[Text passage]

It’s a Small World After All…
That annoying song from our childhood actually sums up the state of global design rather nicely. More evidence that the world is getting “smaller” was the amount of common themes and trends I noticed when attending Light+Building in Frankfurt last month.
When I first started reporting on lighting in the mid-1990s, it was widely thought that European trends were ahead of the U.S. by roughly five years, with Canada trailing America by two years. Back then, the Internet was more or less in its infancy when it came to the amount of users on a global scale, and there weren’t any social media networks.
That’s all changed — and with the greater accessibility to observe what people in other countries are wearing, eating, watching on TV, listening to in music, and how they are decorating their homes, comes a faster acceptance of it all everywhere. As I walked through this biennial European show, I noticed the emerging finishes are very similar to those distinguishing American lighting introductions this year: soft gold, brushed brass, polished chrome. The same is true of materials such as concrete and wood plus organic shapes becoming pervasive. There is no more “lag” in trends reaching, or being accepted by, potential customers from another part of the world.
Need more proof that selling lighting has become a global business? Executives from mega e-tailers such as Wayfair and Amazon were present at the show, making appointments with various manufacturers and finalizing distribution agreements. And if you think the business only flows one way — such as Americans wanting to buy European goods – think again. I sat down with Jonathan Lucas, President of Elstead Lighting, to discuss the idea of global tastes. In addition to its own brand of British lighting, Elstead distributes the American brands Feiss, Flambeau, Hinkley, Kichler, Quoizel, and Stiffel throughout Europe, Asia, and the U.K., among other regions. He told me that interior designers and lighting showrooms overseas love the look of these brands.

[Collection entries]
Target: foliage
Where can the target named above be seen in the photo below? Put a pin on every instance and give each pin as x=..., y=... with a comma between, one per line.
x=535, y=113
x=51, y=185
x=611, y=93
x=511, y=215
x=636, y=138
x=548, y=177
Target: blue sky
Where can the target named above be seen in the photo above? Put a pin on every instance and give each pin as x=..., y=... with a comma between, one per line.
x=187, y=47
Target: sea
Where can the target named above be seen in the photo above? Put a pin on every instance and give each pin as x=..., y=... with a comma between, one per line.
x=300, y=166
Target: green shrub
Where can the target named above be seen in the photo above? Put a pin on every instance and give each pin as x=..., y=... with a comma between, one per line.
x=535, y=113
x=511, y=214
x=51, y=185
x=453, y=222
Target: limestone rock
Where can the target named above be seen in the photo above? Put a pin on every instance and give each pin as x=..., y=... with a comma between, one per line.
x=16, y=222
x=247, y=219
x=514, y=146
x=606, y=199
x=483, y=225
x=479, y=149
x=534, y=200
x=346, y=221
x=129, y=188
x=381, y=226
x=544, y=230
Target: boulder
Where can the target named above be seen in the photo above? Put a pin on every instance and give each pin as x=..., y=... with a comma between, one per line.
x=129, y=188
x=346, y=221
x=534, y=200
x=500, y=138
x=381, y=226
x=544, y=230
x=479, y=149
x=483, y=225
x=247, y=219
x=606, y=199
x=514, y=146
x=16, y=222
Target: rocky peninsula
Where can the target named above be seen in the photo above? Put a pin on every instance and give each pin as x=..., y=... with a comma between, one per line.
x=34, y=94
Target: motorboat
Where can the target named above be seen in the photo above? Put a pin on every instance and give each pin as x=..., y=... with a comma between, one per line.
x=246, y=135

[Instructions]
• a. From the lighting trends article, reproduce the passage that begins at the words "That’s all changed" and stops after the words "of the world.".
• b. According to the lighting trends article, by roughly how many years were European trends thought to be ahead of the U.S. in the mid-1990s?

[Your responses]
• a.
That’s all changed — and with the greater accessibility to observe what people in other countries are wearing, eating, watching on TV, listening to in music, and how they are decorating their homes, comes a faster acceptance of it all everywhere. As I walked through this biennial European show, I noticed the emerging finishes are very similar to those distinguishing American lighting introductions this year: soft gold, brushed brass, polished chrome. The same is true of materials such as concrete and wood plus organic shapes becoming pervasive. There is no more “lag” in trends reaching, or being accepted by, potential customers from another part of the world.

• b. Roughly five years.